**What you have to do:** Give back exactly the stretch of data below from the line holding "Target: green and yellow sneaker" through the line holding "[locate] the person's", both ends included, and leave the remaining lines out.

Natural-language object grounding data
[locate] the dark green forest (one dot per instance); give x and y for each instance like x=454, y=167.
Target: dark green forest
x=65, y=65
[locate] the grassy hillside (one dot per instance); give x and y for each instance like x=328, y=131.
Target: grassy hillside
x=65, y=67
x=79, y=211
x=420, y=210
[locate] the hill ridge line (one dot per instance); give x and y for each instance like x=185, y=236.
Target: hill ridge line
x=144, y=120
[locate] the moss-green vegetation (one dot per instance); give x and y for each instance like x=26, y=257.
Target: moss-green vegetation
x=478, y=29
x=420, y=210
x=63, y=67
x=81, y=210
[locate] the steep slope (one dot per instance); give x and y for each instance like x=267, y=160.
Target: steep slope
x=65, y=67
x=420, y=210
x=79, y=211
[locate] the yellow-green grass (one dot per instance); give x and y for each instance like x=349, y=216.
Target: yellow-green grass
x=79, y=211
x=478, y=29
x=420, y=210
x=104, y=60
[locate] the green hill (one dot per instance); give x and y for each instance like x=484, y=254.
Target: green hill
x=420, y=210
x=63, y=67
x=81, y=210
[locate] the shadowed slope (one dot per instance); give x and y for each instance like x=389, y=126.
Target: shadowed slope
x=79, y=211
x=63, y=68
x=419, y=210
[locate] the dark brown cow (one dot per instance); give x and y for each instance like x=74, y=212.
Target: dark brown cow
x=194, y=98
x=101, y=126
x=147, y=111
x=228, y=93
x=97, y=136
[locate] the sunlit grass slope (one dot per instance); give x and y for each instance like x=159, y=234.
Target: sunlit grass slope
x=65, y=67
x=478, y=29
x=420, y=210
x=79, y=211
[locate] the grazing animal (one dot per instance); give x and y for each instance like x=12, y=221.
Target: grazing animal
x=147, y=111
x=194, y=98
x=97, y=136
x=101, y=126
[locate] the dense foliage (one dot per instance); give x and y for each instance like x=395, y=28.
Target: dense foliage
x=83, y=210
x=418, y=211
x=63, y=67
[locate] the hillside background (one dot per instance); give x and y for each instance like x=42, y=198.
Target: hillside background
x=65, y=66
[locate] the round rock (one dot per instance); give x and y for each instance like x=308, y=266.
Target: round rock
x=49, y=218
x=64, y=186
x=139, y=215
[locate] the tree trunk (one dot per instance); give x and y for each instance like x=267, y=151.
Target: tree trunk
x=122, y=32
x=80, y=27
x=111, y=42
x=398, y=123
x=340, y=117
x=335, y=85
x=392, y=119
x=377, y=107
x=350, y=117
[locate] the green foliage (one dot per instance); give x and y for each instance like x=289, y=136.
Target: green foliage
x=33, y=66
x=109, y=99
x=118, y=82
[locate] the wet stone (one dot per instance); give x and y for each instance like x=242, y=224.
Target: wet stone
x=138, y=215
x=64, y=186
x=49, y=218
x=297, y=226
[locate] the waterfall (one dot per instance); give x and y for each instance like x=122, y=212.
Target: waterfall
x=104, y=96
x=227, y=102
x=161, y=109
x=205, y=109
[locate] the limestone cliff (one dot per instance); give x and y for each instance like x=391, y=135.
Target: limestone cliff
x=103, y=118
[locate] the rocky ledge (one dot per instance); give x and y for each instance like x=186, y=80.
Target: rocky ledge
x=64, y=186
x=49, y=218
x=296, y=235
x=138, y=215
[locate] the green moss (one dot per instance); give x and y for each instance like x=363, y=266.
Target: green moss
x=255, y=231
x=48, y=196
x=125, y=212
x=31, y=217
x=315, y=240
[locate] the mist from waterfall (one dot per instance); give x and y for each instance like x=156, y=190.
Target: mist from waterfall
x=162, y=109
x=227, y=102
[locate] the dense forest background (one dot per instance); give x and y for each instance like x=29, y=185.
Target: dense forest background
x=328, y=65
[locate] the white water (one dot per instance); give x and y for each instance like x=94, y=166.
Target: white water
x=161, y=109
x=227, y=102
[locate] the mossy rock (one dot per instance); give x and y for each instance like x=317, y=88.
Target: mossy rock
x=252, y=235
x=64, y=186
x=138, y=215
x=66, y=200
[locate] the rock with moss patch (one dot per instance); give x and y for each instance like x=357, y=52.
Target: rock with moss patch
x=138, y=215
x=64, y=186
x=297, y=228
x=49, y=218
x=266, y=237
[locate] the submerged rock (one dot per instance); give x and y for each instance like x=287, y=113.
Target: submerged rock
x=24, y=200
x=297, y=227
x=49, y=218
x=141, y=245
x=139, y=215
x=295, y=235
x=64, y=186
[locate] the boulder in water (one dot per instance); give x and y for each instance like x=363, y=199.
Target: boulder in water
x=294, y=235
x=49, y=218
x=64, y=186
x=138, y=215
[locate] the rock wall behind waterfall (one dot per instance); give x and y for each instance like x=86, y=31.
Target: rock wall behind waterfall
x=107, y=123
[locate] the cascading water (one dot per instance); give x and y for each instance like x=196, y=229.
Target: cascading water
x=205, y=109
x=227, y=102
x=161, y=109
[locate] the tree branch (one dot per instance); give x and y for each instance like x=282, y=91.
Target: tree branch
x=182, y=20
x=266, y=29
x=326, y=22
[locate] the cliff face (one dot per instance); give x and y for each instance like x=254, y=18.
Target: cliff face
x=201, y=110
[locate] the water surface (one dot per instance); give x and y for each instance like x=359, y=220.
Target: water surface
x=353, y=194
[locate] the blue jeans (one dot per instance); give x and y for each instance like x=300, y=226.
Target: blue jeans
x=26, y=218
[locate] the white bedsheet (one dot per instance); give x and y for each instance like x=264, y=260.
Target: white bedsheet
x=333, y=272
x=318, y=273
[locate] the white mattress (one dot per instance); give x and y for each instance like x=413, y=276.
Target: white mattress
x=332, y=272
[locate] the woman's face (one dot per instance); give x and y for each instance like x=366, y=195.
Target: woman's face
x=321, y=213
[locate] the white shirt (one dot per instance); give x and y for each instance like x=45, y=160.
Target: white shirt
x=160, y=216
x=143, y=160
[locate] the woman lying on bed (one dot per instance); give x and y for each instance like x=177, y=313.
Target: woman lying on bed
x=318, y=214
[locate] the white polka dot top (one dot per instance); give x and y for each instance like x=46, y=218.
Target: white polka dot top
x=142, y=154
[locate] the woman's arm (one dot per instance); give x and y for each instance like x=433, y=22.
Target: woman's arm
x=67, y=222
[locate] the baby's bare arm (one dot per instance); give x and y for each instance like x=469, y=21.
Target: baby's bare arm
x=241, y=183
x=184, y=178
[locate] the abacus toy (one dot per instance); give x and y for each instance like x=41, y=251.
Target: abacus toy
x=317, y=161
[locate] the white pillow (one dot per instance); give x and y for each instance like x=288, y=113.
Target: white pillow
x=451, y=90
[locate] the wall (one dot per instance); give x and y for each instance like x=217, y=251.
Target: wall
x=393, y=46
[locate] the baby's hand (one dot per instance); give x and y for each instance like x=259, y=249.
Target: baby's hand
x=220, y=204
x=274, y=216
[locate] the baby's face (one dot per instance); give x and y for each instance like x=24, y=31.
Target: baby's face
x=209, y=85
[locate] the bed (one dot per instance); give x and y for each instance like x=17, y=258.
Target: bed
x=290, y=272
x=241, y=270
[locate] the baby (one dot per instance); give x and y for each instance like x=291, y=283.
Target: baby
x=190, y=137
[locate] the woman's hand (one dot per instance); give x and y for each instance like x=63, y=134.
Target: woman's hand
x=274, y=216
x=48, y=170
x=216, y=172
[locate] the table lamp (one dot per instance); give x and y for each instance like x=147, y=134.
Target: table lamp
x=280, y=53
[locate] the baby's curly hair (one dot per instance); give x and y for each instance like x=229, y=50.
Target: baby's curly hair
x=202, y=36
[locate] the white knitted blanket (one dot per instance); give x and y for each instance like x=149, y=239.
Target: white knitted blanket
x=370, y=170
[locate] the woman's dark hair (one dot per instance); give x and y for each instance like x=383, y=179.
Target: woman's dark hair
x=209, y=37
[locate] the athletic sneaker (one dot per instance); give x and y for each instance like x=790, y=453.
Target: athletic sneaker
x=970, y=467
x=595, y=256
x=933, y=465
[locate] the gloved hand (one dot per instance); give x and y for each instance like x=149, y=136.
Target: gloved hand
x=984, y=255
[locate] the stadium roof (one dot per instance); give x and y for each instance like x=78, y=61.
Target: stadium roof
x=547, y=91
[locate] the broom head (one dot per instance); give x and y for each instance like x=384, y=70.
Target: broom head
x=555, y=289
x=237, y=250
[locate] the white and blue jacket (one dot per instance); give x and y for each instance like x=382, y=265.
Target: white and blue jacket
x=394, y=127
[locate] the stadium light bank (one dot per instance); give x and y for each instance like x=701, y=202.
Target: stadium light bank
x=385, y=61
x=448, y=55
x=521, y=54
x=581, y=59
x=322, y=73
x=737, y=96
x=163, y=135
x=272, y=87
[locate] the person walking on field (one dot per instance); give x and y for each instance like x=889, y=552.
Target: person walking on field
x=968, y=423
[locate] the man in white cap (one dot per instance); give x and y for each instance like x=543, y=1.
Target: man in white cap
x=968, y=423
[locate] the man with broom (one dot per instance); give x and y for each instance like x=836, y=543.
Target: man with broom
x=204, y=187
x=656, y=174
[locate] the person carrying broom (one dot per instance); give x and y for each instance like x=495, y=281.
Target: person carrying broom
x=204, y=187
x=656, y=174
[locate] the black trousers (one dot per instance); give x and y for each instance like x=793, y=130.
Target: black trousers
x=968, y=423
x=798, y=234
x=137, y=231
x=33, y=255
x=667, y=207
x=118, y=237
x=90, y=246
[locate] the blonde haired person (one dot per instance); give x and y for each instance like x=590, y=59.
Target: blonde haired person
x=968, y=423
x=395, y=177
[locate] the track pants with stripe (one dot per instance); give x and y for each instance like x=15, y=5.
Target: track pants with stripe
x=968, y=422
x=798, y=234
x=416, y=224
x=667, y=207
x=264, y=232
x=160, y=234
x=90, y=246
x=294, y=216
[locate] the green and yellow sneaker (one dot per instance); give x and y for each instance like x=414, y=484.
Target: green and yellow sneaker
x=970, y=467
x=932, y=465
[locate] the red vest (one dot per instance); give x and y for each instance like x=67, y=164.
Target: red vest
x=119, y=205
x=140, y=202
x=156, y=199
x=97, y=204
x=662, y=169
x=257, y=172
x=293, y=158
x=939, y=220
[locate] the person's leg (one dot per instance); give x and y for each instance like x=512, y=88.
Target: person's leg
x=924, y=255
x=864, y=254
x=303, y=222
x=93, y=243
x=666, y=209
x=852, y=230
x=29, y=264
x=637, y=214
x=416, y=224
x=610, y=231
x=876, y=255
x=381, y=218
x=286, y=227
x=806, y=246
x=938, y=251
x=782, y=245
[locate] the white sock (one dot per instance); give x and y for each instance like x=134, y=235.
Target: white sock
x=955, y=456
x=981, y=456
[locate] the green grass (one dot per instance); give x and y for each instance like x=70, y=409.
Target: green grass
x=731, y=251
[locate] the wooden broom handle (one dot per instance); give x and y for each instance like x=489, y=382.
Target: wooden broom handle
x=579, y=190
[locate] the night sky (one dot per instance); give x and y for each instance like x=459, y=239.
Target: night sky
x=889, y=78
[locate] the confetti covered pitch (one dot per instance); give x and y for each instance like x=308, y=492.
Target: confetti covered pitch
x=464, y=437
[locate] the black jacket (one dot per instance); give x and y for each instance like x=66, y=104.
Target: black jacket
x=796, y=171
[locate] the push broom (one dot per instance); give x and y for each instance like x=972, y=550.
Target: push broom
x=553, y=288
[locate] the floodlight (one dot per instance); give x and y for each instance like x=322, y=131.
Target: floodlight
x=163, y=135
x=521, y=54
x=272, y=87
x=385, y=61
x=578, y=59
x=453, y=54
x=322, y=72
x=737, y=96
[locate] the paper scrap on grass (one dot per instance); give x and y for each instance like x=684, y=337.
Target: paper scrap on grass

**Your response:**
Target: green and yellow sneaker
x=970, y=467
x=932, y=465
[locate] the red vest (one dot per instance); give x and y for each instance like x=67, y=164.
Target: red vest
x=119, y=205
x=140, y=202
x=156, y=199
x=97, y=204
x=662, y=169
x=257, y=172
x=293, y=158
x=939, y=220
[locate] the person's leg (one dot per instance); give x and y for each instance like x=512, y=88.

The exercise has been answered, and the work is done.